* TASK GOAL
Your task is to return the data below, word for word.

Start of Block

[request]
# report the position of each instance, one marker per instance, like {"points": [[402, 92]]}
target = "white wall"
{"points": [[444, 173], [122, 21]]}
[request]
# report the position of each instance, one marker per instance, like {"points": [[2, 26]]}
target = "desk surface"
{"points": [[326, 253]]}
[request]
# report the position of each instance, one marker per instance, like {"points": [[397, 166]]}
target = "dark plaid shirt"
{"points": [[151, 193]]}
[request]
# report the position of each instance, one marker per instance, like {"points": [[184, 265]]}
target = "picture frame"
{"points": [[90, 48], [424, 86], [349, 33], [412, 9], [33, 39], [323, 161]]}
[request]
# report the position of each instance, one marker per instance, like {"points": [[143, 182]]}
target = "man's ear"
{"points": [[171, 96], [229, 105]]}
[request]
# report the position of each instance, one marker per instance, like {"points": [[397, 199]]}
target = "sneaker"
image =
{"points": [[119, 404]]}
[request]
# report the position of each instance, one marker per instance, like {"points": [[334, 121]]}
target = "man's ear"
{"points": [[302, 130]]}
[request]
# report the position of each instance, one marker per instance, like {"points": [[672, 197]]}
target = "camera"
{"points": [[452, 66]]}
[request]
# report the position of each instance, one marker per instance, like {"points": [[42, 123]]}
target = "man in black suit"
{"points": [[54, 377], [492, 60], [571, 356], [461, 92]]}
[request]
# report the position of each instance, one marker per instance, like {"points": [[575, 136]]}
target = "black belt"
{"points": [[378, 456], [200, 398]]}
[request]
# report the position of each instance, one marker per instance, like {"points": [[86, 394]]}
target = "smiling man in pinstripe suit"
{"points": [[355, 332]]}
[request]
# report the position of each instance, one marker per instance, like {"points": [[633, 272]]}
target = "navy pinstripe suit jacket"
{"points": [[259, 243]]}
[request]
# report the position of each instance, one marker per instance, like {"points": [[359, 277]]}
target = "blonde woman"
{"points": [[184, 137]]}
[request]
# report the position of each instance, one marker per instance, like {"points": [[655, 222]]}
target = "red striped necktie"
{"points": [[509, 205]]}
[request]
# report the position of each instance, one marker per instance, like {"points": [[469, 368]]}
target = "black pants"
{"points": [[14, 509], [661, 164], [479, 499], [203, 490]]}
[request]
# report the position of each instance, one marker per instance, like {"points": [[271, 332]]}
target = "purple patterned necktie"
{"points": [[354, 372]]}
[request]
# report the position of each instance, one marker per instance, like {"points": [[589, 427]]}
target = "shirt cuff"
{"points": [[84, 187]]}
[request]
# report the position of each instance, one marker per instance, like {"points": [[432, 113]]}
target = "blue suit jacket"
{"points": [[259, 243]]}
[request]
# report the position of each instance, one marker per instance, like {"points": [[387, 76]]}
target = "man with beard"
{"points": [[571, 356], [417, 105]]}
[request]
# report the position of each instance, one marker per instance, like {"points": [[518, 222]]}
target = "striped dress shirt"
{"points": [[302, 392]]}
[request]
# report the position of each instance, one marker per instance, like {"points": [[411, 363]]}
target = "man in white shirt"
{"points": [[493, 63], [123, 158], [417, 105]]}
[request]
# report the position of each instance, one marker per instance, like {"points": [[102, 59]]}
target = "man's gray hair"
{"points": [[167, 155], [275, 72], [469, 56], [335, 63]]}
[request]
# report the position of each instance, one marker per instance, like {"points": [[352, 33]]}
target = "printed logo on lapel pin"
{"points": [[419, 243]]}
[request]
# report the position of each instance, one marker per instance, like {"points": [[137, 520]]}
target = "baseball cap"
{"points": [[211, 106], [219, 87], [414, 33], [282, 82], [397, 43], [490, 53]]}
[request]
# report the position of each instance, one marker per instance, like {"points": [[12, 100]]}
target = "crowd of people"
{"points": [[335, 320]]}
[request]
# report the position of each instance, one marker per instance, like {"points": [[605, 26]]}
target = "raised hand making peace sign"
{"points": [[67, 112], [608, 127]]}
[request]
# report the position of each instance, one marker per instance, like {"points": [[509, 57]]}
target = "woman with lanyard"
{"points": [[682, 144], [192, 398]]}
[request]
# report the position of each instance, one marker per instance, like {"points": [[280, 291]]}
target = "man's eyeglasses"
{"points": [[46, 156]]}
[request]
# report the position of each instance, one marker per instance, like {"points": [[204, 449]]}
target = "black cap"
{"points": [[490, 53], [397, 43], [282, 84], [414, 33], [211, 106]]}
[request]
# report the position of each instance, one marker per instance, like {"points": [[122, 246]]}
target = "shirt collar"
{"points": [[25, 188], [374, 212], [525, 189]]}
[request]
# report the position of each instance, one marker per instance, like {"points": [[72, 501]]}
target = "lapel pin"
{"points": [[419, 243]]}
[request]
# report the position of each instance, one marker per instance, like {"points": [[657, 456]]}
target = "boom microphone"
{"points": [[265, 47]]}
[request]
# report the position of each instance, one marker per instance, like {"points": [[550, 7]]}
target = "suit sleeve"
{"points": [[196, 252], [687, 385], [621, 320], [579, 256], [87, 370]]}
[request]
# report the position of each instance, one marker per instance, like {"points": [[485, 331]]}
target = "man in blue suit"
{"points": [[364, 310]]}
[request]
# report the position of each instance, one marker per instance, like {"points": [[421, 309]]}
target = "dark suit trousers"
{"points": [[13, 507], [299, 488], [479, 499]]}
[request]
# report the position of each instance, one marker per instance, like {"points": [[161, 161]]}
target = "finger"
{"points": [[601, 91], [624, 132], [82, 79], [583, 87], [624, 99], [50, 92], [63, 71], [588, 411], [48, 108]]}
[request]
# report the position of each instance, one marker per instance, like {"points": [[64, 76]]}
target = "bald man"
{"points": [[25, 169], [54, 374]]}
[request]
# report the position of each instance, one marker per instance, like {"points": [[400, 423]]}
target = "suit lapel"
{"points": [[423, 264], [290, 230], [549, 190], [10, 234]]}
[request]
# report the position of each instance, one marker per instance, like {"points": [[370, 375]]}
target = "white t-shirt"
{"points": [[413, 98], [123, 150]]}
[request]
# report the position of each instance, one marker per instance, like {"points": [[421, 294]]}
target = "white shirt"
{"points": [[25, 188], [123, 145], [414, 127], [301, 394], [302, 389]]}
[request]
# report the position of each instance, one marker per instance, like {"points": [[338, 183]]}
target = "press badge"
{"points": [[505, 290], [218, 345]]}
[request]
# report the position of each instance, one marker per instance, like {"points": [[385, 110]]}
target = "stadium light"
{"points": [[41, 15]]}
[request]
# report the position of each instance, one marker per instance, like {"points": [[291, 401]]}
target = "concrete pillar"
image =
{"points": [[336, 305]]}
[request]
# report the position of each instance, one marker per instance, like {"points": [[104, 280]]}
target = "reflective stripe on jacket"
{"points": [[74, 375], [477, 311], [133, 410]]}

End of Block

* REPLY
[request]
# report the position of each instance, one marker per instance, like {"points": [[402, 92]]}
target = "white wall"
{"points": [[444, 173], [122, 21]]}
[request]
# report the position of each instance, one marker per instance, like {"points": [[2, 26]]}
target = "desk surface"
{"points": [[326, 253]]}
[request]
# report the position of each instance, one marker per instance, like {"points": [[397, 166]]}
target = "dark plaid shirt"
{"points": [[151, 193]]}
[request]
# report the position of each instance, one marker per instance, like {"points": [[184, 265]]}
target = "picture frame"
{"points": [[90, 48], [424, 86], [349, 33], [412, 9], [33, 39], [323, 161]]}
[request]
# report the position of each instance, one marker per instance, like {"points": [[143, 182]]}
target = "man's ear"
{"points": [[171, 96], [229, 105]]}
[request]
# report the position of each instance, one marker per instance, like {"points": [[397, 199]]}
target = "sneaker"
image =
{"points": [[119, 404]]}
[request]
# report the position of each instance, one marker per instance, like {"points": [[334, 121]]}
target = "man's ear"
{"points": [[302, 130]]}
[request]
# report the position of each instance, one marker per instance, like {"points": [[672, 197]]}
target = "camera"
{"points": [[452, 66]]}
[request]
# report the position of each instance, one marker per instance, like {"points": [[42, 123]]}
target = "man in black suit"
{"points": [[54, 377], [492, 60], [571, 356], [461, 92]]}
[request]
# report the position of each instance, one marker per instance, like {"points": [[575, 136]]}
target = "black belt"
{"points": [[378, 456], [200, 398]]}
[request]
# report the position of each instance, one marker per instance, like {"points": [[86, 394]]}
target = "smiling man in pinstripe suit"
{"points": [[355, 332]]}
[request]
# report the position of each instance, one marker per instance, like {"points": [[633, 272]]}
target = "navy pinstripe suit jacket"
{"points": [[259, 243]]}
[request]
# report the position of each instance, one marker per instance, like {"points": [[359, 277]]}
target = "blonde woman"
{"points": [[184, 137]]}
[request]
# report the position of each instance, one marker per instance, like {"points": [[655, 222]]}
target = "red striped necktie"
{"points": [[509, 205]]}
[request]
# report the position of each instance, one marker per instance, like {"points": [[469, 368]]}
target = "black pants"
{"points": [[14, 509], [661, 164], [479, 499], [203, 490]]}
[request]
# report the position of each instance, one marker per instance, like {"points": [[271, 332]]}
target = "purple patterned necktie"
{"points": [[354, 372]]}
[request]
# report the position of each instance, one marker per instance, like {"points": [[589, 427]]}
target = "shirt cuff"
{"points": [[84, 187]]}
[request]
# report the position of each instance, one marker per instance, like {"points": [[432, 113]]}
target = "blue suit jacket"
{"points": [[259, 243]]}
[request]
# report the position of each instance, one marker per instance, like {"points": [[387, 76]]}
target = "man with beard"
{"points": [[571, 356], [417, 105]]}
[request]
# report the position of each instance, one marker per instance, like {"points": [[518, 222]]}
target = "striped dress shirt"
{"points": [[302, 392]]}
[request]
# report the position of each instance, one marker per instance, like {"points": [[411, 363]]}
target = "man in white shirt"
{"points": [[493, 63], [123, 158], [417, 105]]}
[request]
# report the position of each instance, one marker per instance, like {"points": [[102, 59]]}
target = "man's gray hair"
{"points": [[167, 155], [275, 72], [469, 56], [335, 63]]}
[request]
# report the position of each instance, one marker per instance, like {"points": [[352, 33]]}
target = "printed logo on lapel pin"
{"points": [[419, 243]]}
[request]
# report the position of each instance, one marker per instance, like {"points": [[137, 520]]}
target = "baseball cap"
{"points": [[211, 106], [219, 87], [414, 33], [282, 82], [397, 43], [490, 53]]}
[request]
# report the position of each instance, one marker per instance, like {"points": [[12, 100]]}
target = "crowd of people"
{"points": [[335, 320]]}
[request]
# report the position of each instance, one marker per instance, like {"points": [[605, 26]]}
target = "raised hand making peace sign"
{"points": [[67, 112], [608, 127]]}
[request]
# report the position of each instance, one marker per instance, like {"points": [[509, 57]]}
target = "woman with lanyard"
{"points": [[682, 144], [192, 398]]}
[request]
# report the position of each instance, one marker per instance, like {"points": [[280, 291]]}
target = "man's eyeglasses"
{"points": [[46, 156]]}
[request]
# report the position of each instance, one marker per instance, like {"points": [[204, 449]]}
target = "black cap"
{"points": [[490, 53], [397, 43], [282, 84], [414, 33], [211, 106]]}
[request]
# report the position of each instance, one marker per instance, like {"points": [[122, 246]]}
target = "shirt collar"
{"points": [[25, 188], [374, 212], [525, 189]]}
[request]
# report the position of each instance, one marker per instance, like {"points": [[72, 501]]}
target = "lapel pin"
{"points": [[419, 243]]}
[request]
# report the position of each instance, one marker per instance, like {"points": [[657, 456]]}
target = "boom microphone"
{"points": [[265, 47]]}
[request]
# report the position of each instance, one marker per instance, like {"points": [[550, 7]]}
target = "suit sleeve"
{"points": [[196, 252], [687, 385], [621, 320], [579, 256], [87, 370]]}
[request]
# report the position of each instance, one marker per instance, like {"points": [[485, 331]]}
target = "man in blue suit"
{"points": [[364, 310]]}
[request]
# report the position of each instance, one marker per instance, like {"points": [[421, 309]]}
target = "dark suit trousers"
{"points": [[13, 507], [299, 488], [479, 499]]}
[request]
# report the position of each instance, one marker per instance, like {"points": [[161, 161]]}
target = "finger"
{"points": [[601, 91], [624, 132], [82, 79], [583, 87], [624, 99], [50, 92], [63, 71], [588, 411], [48, 108]]}
[request]
# report the position of each instance, one marker per instance, like {"points": [[64, 76]]}
target = "bald man"
{"points": [[25, 169], [54, 374]]}
[request]
# report the position of each instance, one marker per instance, like {"points": [[400, 423]]}
target = "suit lapel"
{"points": [[423, 264], [290, 230], [549, 190], [10, 234]]}
[request]
# report the position of each instance, one marker per instance, like {"points": [[370, 375]]}
target = "white t-shirt"
{"points": [[413, 98], [123, 150]]}
[request]
# report the position of each instance, one marker per instance, like {"points": [[421, 294]]}
target = "white shirt"
{"points": [[25, 188], [123, 145], [414, 127], [301, 394], [302, 389]]}
[request]
# report the position of each instance, one marker per instance, like {"points": [[338, 183]]}
target = "press badge"
{"points": [[505, 290], [218, 345]]}
[request]
# report the position of each instance, one marker per instance, like {"points": [[385, 110]]}
target = "stadium light"
{"points": [[41, 15]]}
[request]
# report the position of each instance, one marker per instance, like {"points": [[291, 401]]}
target = "concrete pillar"
image =
{"points": [[336, 305]]}
[request]
# report the position of each instance, one marker per instance, like {"points": [[104, 280]]}
target = "reflective stripe on jacket"
{"points": [[74, 375], [477, 311], [133, 410]]}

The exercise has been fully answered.